**CONSEGNA**
Estrai per intero il brano sul principe nuovo, riportandolo parola per parola senza alcuna modifica.

**BRANO DI LETTURA**
───

Uno principe nuovo

[1] Uno principe nuovo, in una nuova città o provincia presa da lui, debbe fare ogni cosa nuova.
[2] Qualunque diventa principe o d'una città o d'uno stato (e tanto più quando i fondamenti suoi fussono deboli), e non si volga o per via di regno o di republica alla vita civile, il migliore rimedio che egli abbia a tenere quel principato è, sendo egli nuovo principe, fare ogni cosa in quello stato di nuovo; come è nelle città fare nuovi governi con nuovi nomi, con nuova autorità, con nuovi uomini; fare i ricchi poveri, i poveri ricchi, come fece Davit quando e' diventò re, «qui esurientes implevit bonis, et divites dimisit inanes»; edificare oltra di questo nuove città, disfare delle edificate, cambiare gli abitatori da un luogo a uno altro; e insomma non lasciare cosa niuna intatta in quella provincia, e che non vi sia né grado, né ordine, né stato, né ricchezza che, chi la tiene, non la riconosca da te; e pigliare per sua mira Filippo di Macedonia, padre di Alessandro, il quale, con questi modi, di piccol re diventò principe di Grecia. [3] E chi scrive di lui dice che tramutava gli uomini di provincia in provincia, come e mandriani tramutano le mandrie loro. [4] Sono questi modi crudelissimi e nimici d'ogni vivere non solamente cristiano, ma umano, e debbegli qualunque uomo fuggire, e volere piuttosto vivere privato, che re con tanta rovina degli uomini; nondimeno, colui che non vuole pigliare quella prima via del bene, quando si voglia mantenere, conviene che entri in questo male. [5] Ma gli uomini pigliano certe vie di mezzo che sono dannosissime, perché non sanno essere né tutti cattivi né tutti buoni, come nel seguente capitolo si mostrerà.

───

**RECORD FORNITI**

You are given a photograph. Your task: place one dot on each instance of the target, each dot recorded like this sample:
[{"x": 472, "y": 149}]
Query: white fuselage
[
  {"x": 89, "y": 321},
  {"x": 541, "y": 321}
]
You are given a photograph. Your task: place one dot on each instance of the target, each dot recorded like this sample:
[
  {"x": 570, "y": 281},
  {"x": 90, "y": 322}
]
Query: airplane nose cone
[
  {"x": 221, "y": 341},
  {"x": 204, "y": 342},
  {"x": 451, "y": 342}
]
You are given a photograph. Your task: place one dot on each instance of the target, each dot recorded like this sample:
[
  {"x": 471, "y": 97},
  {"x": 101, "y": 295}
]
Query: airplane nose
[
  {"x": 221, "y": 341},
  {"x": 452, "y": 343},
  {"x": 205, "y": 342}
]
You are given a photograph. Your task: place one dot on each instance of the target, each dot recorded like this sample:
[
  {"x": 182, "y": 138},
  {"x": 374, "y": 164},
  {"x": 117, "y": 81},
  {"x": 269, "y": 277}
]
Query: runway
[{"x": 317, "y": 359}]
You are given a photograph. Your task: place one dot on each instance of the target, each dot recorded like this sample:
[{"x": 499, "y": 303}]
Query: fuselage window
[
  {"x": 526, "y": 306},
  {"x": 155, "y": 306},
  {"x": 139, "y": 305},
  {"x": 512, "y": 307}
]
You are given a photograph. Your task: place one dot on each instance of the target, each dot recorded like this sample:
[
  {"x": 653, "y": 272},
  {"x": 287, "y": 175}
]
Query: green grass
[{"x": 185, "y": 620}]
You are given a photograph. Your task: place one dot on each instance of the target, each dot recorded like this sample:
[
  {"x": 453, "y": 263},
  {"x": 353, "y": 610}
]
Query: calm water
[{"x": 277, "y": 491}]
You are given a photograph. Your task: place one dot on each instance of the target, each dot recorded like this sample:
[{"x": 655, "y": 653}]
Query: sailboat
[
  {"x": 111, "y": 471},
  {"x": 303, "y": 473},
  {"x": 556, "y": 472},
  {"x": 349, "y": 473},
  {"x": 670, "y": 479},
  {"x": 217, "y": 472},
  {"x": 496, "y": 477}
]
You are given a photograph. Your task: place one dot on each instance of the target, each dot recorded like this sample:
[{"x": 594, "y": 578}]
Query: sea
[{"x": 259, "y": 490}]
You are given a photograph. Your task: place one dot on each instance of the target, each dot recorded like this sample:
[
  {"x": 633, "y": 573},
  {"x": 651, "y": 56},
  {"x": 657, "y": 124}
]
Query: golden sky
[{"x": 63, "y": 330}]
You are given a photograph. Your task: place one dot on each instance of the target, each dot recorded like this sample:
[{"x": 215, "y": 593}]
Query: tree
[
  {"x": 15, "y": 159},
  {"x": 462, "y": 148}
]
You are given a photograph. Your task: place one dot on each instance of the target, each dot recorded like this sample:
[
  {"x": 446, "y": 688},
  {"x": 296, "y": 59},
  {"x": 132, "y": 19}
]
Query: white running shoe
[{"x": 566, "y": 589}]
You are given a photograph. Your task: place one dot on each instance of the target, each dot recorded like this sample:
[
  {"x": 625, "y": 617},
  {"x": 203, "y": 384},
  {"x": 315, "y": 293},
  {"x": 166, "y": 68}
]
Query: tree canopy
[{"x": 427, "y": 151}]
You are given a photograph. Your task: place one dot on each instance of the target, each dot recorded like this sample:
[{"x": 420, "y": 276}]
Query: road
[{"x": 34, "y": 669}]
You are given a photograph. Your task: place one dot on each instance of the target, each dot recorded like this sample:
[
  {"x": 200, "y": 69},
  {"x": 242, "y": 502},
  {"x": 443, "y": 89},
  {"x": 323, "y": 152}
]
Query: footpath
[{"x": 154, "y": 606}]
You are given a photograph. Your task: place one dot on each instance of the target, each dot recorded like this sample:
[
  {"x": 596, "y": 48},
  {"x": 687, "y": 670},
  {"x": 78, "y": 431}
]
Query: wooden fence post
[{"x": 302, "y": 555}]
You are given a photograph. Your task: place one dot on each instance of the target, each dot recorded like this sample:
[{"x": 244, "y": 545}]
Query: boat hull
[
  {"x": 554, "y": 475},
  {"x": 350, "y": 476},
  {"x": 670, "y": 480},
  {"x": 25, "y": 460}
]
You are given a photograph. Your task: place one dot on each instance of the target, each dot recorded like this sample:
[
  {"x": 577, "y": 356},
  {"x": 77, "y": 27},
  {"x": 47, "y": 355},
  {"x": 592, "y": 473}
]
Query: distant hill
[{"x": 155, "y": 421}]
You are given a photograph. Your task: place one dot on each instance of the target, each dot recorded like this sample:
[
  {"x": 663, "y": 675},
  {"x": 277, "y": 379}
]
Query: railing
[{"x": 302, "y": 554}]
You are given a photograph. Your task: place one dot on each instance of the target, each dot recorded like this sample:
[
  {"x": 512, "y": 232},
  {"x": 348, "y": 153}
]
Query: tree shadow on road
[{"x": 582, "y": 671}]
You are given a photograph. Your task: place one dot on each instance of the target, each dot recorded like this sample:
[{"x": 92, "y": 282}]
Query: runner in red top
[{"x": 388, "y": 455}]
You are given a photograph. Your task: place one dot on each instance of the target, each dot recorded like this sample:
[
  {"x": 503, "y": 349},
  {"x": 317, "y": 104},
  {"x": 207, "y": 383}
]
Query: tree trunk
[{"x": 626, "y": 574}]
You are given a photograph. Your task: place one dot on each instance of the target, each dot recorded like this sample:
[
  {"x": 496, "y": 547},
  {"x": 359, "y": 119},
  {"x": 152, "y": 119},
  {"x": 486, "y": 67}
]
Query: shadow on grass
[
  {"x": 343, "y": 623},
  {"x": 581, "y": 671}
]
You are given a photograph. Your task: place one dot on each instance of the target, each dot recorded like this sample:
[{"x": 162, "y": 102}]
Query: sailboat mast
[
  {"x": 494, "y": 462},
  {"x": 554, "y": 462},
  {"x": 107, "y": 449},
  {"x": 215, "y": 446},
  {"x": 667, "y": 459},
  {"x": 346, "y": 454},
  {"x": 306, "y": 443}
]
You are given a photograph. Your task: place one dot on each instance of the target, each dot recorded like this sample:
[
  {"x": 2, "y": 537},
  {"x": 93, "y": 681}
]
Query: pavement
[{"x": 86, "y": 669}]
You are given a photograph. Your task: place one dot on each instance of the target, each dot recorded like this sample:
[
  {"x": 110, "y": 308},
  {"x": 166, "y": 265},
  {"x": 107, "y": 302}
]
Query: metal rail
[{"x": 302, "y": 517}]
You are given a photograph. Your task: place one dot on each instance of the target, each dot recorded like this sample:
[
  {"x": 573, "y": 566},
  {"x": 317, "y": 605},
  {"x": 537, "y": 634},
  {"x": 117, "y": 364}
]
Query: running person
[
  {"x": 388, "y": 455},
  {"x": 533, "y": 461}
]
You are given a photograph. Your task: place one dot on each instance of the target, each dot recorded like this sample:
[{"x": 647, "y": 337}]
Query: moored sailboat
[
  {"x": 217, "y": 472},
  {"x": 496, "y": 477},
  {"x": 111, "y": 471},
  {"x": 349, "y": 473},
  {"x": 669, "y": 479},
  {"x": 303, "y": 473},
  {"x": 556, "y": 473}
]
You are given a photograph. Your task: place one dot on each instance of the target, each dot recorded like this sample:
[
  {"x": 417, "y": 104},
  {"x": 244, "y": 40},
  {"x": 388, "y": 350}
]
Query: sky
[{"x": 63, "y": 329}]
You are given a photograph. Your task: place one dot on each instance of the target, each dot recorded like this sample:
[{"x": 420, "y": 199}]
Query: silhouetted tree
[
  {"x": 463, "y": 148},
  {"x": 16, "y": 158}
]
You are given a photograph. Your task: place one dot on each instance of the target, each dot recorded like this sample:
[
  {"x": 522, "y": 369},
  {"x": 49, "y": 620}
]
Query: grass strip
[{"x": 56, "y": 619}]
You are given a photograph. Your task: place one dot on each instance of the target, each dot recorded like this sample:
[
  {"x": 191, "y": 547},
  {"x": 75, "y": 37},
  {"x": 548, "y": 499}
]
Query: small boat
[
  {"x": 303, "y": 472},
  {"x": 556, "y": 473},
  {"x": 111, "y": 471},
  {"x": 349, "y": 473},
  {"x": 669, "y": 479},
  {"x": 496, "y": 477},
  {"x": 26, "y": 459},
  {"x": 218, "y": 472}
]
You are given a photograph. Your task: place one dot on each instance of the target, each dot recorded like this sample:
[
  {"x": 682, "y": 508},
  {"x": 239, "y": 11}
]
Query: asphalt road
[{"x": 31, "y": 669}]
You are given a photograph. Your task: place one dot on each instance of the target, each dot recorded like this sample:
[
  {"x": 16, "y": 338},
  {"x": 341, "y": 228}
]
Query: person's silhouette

───

**RISPOSTA**
Uno principe nuovo

[1] Uno principe nuovo, in una nuova città o provincia presa da lui, debbe fare ogni cosa nuova.
[2] Qualunque diventa principe o d'una città o d'uno stato (e tanto più quando i fondamenti suoi fussono deboli), e non si volga o per via di regno o di republica alla vita civile, il migliore rimedio che egli abbia a tenere quel principato è, sendo egli nuovo principe, fare ogni cosa in quello stato di nuovo; come è nelle città fare nuovi governi con nuovi nomi, con nuova autorità, con nuovi uomini; fare i ricchi poveri, i poveri ricchi, come fece Davit quando e' diventò re, «qui esurientes implevit bonis, et divites dimisit inanes»; edificare oltra di questo nuove città, disfare delle edificate, cambiare gli abitatori da un luogo a uno altro; e insomma non lasciare cosa niuna intatta in quella provincia, e che non vi sia né grado, né ordine, né stato, né ricchezza che, chi la tiene, non la riconosca da te; e pigliare per sua mira Filippo di Macedonia, padre di Alessandro, il quale, con questi modi, di piccol re diventò principe di Grecia. [3] E chi scrive di lui dice che tramutava gli uomini di provincia in provincia, come e mandriani tramutano le mandrie loro. [4] Sono questi modi crudelissimi e nimici d'ogni vivere non solamente cristiano, ma umano, e debbegli qualunque uomo fuggire, e volere piuttosto vivere privato, che re con tanta rovina degli uomini; nondimeno, colui che non vuole pigliare quella prima via del bene, quando si voglia mantenere, conviene che entri in questo male. [5] Ma gli uomini pigliano certe vie di mezzo che sono dannosissime, perché non sanno essere né tutti cattivi né tutti buoni, come nel seguente capitolo si mostrerà.